(PASSAGE):
--*--

Charlene Dill didn’t have to die.

On March 21, Dill was supposed to bring her three children over to the South Orlando home of her best friend, Kathleen Voss Woolrich. The two had cultivated a close friendship since 2008; they shared all the resources that they had, from debit-card PINs to transportation to baby-sitting and house keys. They helped one another out, forming a safety net where there wasn’t one already. They “hustled,” as Woolrich describes it, picking up short-term work, going out to any event they could get free tickets to, living the high life on the low-down, cleaning houses for friends to afford tampons and shampoo. They were the working poor, and they existed in the shadows of the economic recovery that has yet to reach many average people.

So on March 21, when Dill never showed up with her three kids (who often came over to play with her 9-year-old daughter, Zahra), Woolrich was surprised she didn’t even get a phone call from Dill. She shot her a text message – something along the lines of “Thanks for ditching me, LOL” – not knowing what had actually happened. Dill, who was estranged from her husband and raising three children aged 3, 7 and 9 by herself, had picked up yet another odd job. She was selling vacuums on a commission basis for Rainbow Vacuums. On that day, in order to make enough money to survive, she made two last-minute appointments. At one of those appointments, in Kissimmee, she collapsed and died on a stranger’s floor.

--*--

(PROBLEM TO WORK ON): Can you return the stretch of the passage about Charlene Dill between "So on March" and "a stranger’s floor.", inclusive, word for word? The records that follow have nothing to do with the passage about Charlene Dill.

(EXCERPTED DATA):

--*--

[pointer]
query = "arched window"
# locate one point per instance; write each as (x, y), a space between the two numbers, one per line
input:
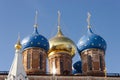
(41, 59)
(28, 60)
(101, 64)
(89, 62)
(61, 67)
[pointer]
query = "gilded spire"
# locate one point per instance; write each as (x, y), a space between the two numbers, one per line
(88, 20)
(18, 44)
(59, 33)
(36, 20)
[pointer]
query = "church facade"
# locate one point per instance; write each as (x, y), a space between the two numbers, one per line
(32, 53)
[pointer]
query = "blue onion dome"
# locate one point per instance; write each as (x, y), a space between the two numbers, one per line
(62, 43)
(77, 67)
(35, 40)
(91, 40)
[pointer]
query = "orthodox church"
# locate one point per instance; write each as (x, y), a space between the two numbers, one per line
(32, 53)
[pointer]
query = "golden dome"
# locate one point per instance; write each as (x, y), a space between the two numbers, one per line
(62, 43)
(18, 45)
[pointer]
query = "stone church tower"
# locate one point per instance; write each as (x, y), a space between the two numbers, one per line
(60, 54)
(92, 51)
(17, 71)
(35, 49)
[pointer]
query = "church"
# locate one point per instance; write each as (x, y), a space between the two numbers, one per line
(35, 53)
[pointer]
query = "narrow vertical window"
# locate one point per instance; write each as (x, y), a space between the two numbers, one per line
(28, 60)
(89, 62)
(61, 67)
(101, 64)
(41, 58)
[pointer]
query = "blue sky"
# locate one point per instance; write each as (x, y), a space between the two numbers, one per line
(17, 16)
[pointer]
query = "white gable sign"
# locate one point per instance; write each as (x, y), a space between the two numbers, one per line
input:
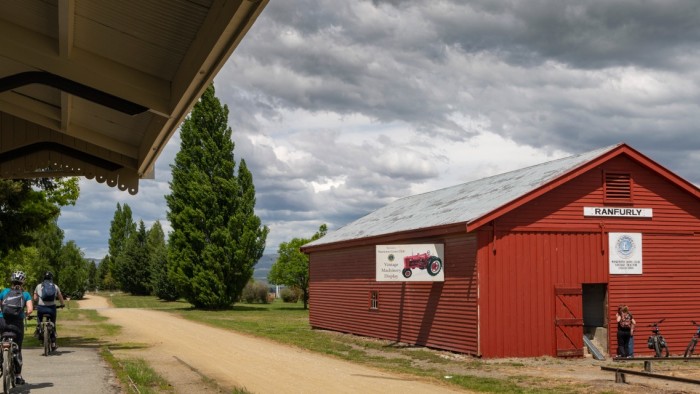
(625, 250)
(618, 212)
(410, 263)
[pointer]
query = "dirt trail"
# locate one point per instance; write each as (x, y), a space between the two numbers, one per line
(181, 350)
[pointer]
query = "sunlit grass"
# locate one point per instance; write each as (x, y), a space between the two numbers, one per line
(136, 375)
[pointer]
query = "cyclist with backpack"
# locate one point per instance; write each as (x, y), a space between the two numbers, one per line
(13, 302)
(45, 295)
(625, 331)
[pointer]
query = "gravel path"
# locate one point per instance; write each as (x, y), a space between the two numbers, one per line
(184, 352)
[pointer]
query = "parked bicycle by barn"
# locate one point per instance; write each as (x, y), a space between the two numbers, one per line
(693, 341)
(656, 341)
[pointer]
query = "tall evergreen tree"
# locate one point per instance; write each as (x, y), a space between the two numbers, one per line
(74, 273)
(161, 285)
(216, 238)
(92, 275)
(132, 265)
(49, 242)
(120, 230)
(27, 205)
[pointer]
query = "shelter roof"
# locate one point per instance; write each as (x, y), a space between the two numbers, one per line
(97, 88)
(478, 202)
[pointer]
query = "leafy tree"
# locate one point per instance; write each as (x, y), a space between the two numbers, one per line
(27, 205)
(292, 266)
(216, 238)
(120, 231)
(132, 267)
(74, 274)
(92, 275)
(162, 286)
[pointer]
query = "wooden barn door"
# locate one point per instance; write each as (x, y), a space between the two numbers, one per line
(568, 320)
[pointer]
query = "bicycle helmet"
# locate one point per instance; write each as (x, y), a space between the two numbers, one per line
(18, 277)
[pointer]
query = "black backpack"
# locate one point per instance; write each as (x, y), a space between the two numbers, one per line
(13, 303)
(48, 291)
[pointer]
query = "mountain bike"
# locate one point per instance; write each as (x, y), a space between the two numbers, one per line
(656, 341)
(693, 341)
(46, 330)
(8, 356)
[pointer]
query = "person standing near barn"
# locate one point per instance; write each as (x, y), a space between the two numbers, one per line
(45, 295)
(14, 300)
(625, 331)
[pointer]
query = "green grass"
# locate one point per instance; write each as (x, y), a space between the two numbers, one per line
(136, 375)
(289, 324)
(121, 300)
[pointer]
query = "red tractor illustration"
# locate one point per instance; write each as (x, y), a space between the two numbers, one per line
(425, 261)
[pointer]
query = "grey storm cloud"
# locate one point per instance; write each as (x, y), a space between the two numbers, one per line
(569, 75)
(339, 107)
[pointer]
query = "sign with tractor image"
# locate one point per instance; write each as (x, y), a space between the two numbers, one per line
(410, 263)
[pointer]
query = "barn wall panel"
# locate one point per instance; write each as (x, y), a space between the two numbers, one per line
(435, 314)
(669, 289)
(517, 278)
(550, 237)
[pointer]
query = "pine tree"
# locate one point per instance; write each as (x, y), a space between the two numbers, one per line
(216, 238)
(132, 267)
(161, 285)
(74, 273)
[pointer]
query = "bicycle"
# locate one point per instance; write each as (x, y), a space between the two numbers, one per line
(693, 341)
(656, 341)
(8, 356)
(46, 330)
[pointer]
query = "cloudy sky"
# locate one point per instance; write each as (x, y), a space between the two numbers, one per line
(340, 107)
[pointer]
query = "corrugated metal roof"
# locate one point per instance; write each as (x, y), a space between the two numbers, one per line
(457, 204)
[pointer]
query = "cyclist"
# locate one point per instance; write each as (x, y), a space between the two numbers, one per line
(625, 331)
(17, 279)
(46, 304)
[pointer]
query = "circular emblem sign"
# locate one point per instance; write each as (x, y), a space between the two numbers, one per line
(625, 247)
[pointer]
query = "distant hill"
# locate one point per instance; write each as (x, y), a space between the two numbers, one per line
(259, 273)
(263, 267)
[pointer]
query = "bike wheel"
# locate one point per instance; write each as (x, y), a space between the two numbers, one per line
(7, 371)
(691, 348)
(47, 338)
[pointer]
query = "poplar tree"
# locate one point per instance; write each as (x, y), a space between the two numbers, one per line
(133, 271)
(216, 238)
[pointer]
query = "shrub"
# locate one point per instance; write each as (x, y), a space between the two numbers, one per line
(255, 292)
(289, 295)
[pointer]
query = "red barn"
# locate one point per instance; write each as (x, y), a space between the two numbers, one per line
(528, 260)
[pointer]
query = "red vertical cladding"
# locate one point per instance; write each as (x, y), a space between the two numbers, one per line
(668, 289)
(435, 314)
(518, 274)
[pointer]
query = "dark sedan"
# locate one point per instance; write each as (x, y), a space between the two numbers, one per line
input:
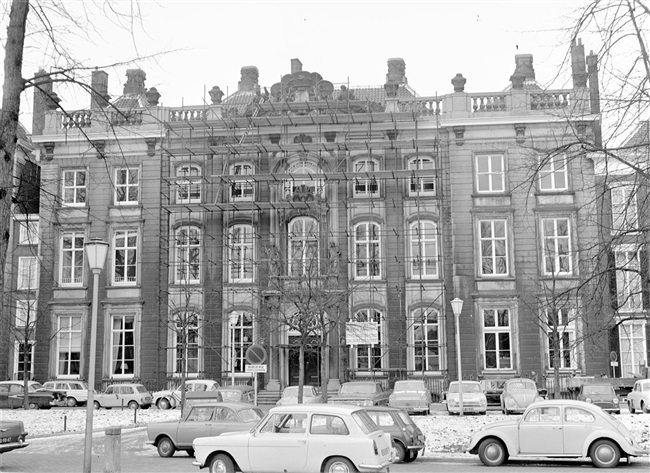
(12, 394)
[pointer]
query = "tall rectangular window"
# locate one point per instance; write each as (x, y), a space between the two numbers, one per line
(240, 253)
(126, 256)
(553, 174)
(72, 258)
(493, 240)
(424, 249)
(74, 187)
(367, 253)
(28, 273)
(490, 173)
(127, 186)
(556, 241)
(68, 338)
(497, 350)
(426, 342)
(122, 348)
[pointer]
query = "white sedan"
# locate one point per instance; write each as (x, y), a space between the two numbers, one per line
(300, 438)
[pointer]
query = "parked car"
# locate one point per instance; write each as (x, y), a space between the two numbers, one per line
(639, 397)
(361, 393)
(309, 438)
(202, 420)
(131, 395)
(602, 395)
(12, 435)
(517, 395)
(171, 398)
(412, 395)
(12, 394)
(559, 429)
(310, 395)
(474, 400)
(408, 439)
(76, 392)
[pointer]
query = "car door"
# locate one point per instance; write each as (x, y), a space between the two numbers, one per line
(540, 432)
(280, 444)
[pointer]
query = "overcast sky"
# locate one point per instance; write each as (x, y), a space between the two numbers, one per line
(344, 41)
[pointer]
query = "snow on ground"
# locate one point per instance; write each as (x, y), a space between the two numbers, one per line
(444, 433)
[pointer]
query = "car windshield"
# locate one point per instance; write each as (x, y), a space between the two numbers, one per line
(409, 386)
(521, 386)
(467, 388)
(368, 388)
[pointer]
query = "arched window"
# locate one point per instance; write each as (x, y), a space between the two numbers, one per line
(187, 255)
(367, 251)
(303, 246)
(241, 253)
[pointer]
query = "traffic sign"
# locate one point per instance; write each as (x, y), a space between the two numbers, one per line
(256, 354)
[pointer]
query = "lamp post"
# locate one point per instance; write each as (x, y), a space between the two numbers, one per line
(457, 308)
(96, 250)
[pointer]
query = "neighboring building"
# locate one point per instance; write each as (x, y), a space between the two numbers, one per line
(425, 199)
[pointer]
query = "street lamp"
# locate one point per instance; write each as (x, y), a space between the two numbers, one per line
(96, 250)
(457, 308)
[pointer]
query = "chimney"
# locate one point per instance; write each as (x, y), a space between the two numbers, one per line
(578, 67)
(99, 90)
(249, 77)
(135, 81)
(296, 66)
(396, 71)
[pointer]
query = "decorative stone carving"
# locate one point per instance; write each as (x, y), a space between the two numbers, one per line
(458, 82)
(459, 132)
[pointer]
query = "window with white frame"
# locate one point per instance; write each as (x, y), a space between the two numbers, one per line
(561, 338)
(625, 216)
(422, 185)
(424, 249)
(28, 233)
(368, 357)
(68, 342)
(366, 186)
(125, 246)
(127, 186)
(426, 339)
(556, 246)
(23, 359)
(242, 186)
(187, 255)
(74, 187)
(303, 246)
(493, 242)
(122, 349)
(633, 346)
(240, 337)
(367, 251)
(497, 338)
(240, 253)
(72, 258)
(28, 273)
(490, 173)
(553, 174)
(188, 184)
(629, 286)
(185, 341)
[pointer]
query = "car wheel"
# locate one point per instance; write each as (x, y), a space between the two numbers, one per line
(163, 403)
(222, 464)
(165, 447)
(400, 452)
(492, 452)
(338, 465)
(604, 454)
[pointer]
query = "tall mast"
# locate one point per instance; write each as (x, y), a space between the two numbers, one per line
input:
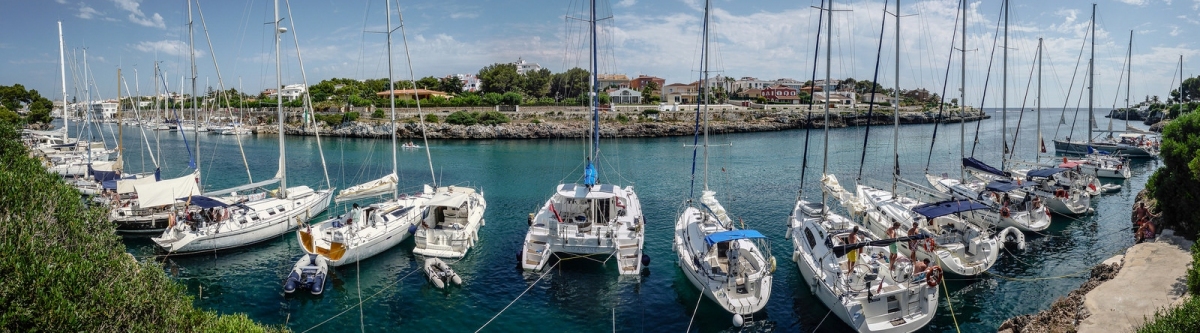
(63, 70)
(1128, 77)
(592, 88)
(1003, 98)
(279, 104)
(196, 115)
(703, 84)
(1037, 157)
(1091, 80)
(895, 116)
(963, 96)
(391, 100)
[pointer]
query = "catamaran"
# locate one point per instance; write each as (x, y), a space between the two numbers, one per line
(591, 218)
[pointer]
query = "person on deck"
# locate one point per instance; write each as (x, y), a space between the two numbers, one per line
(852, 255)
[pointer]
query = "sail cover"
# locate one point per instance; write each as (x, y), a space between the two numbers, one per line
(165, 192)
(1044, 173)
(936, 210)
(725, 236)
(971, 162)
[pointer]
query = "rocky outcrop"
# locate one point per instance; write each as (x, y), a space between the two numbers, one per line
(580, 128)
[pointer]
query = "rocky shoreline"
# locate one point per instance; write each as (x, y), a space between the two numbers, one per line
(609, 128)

--*--

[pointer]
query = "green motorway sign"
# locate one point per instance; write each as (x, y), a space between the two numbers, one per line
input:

--*--

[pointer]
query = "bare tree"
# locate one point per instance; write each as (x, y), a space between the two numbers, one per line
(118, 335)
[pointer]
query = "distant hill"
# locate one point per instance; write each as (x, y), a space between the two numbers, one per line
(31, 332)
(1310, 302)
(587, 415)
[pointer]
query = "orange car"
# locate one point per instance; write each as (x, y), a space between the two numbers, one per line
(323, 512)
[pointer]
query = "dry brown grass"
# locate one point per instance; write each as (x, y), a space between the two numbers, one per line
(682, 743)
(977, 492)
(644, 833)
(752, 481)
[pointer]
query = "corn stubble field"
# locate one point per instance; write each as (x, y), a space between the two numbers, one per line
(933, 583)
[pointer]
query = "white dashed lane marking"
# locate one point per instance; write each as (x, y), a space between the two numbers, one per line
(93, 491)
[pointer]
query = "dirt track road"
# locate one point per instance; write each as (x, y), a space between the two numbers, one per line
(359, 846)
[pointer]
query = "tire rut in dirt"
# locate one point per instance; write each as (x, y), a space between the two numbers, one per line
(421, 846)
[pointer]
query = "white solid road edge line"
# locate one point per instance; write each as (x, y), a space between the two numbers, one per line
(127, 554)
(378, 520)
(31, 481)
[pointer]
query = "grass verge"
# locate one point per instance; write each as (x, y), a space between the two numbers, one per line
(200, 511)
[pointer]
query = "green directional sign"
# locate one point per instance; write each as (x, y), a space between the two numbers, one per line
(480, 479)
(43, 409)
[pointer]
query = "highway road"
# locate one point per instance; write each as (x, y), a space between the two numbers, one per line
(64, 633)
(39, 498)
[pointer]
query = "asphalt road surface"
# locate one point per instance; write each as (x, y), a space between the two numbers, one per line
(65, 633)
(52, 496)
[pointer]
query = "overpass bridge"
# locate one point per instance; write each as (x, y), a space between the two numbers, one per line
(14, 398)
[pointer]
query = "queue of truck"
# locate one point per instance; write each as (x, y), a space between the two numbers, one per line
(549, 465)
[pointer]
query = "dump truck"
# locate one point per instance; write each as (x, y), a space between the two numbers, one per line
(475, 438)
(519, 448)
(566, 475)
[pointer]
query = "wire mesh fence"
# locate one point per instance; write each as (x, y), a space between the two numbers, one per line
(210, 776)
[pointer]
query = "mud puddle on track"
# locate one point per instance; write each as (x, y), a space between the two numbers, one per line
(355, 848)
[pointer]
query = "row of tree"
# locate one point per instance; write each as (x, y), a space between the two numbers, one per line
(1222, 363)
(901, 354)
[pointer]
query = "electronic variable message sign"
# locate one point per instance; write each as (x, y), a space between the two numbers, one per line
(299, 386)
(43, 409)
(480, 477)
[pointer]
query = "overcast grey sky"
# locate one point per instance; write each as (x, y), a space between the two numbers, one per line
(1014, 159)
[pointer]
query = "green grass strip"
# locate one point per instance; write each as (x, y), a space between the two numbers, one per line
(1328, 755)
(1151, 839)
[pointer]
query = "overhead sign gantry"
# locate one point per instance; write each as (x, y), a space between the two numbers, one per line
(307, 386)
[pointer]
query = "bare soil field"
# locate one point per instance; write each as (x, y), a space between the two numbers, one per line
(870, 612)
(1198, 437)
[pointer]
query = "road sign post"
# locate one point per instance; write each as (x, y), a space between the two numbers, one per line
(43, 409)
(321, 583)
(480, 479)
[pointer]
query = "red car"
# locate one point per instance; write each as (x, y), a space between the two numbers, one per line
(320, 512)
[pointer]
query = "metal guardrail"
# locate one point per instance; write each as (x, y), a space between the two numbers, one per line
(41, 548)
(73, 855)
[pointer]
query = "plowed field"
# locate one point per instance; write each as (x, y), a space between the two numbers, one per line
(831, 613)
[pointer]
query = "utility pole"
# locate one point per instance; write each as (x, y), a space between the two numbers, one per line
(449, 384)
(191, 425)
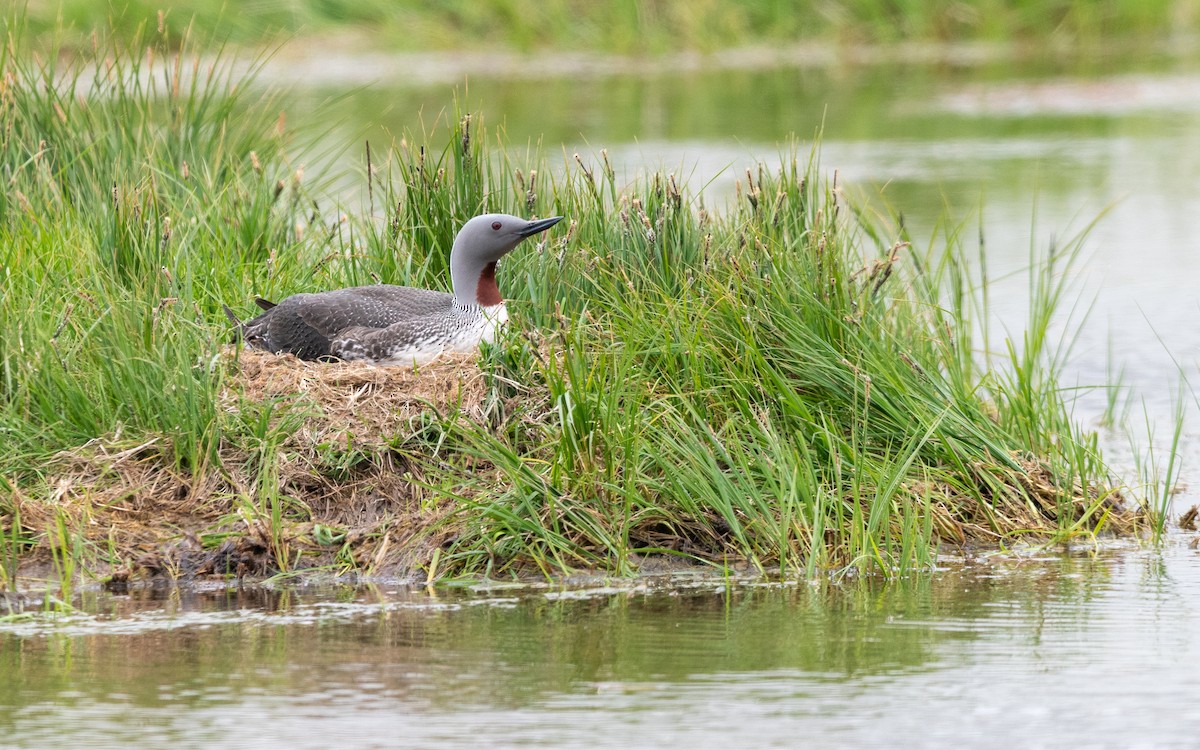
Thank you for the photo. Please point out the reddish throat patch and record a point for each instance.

--*--

(RESPONSE BELOW):
So on March 21, when Dill never showed up with her three kids (who often came over to play with her 9-year-old daughter, Zahra), Woolrich was surprised she didn’t even get a phone call from Dill. She shot her a text message – something along the lines of “Thanks for ditching me, LOL” – not knowing what had actually happened. Dill, who was estranged from her husband and raising three children aged 3, 7 and 9 by herself, had picked up yet another odd job. She was selling vacuums on a commission basis for Rainbow Vacuums. On that day, in order to make enough money to survive, she made two last-minute appointments. At one of those appointments, in Kissimmee, she collapsed and died on a stranger’s floor.